TO BE DONE:
A - In the footballer biography below, rewrite the paragraph beginning "N'Zuzi Mata began his career" as a short list, keeping its main facts.
B - According to the footballer biography below, which club did he sign for in July 2019?

SELECTION:
● ● ● ●

Mayingila N'Zuzi Mata (born 17 May 1994), also known as Kévin N'Zuzi Mata, is a French professional footballer who plays as a forward for Turkish club Tuzlaspor. He is of Congolese descent.

Career
N'Zuzi Mata began his career with Chamois Niortais, where he made five appearances in Ligue 2 during the 2014–15 season. He went on to join FC Chambly on a one-year deal in the summer of 2015, after being released by Niort.

In June 2016 he signed a professional contract with Paris Saint-Germain to play with the reserve team in Championnat de France Amateur.

In the summer of 2017 he moved to Boulogne-Billancourt in Championnat National 2 and in 2018 he joined Dunkerque in Championnat National.

In July 2019 he signed for Red Star. There, he made 17 appearances in which he failed to score.

● ● ● ●

DATA SUPPLIED:
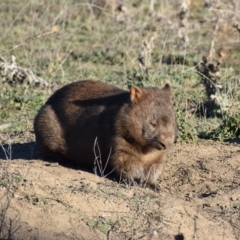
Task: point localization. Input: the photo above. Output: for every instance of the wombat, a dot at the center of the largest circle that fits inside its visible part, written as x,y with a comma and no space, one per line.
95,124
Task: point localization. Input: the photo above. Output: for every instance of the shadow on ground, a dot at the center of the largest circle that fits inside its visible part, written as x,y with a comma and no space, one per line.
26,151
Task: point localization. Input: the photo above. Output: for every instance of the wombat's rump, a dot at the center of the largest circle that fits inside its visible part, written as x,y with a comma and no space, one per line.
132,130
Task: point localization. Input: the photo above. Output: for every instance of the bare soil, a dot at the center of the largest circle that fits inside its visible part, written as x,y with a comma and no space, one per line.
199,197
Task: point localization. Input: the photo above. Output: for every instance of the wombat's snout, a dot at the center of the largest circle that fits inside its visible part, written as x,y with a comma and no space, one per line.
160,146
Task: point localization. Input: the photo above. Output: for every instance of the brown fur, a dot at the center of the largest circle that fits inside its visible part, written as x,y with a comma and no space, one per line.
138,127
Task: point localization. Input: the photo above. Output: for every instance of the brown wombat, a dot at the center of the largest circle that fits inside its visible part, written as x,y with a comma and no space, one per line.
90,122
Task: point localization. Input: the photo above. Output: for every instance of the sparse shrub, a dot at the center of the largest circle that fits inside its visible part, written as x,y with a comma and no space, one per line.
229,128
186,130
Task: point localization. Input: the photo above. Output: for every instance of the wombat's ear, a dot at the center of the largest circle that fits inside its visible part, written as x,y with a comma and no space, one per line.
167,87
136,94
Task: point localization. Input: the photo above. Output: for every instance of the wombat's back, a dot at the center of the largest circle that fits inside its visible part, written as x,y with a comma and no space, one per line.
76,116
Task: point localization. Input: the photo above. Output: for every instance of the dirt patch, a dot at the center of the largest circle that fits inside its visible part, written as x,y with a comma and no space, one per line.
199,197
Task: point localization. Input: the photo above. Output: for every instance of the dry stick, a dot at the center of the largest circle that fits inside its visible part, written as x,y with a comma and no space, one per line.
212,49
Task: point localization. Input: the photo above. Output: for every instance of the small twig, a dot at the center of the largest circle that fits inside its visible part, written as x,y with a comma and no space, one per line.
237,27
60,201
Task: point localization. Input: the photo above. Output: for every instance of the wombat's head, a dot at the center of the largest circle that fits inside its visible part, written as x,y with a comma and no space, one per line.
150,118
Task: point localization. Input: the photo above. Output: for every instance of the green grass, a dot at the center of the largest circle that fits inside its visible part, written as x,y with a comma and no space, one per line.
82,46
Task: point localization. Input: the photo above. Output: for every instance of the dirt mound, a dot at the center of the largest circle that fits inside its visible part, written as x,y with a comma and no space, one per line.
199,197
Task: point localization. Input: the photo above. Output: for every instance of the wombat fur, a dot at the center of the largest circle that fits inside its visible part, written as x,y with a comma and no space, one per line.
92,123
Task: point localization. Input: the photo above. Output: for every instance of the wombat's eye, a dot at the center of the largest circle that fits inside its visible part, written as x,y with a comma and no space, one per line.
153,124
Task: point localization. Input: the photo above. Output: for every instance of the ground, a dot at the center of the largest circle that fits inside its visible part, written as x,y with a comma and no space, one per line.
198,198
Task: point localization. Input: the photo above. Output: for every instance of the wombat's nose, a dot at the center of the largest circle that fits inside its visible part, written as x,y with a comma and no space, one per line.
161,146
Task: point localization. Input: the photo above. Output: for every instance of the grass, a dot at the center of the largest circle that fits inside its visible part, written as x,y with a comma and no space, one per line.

● ● ● ●

ANSWERS FOR THIS EXERCISE:
A -
- Started his career at Chamois Niortais
- Made five Ligue 2 appearances for Niort in the 2014–15 season
- Was released by Niort
- Joined FC Chambly on a one-year deal in summer 2015

B - Red Star.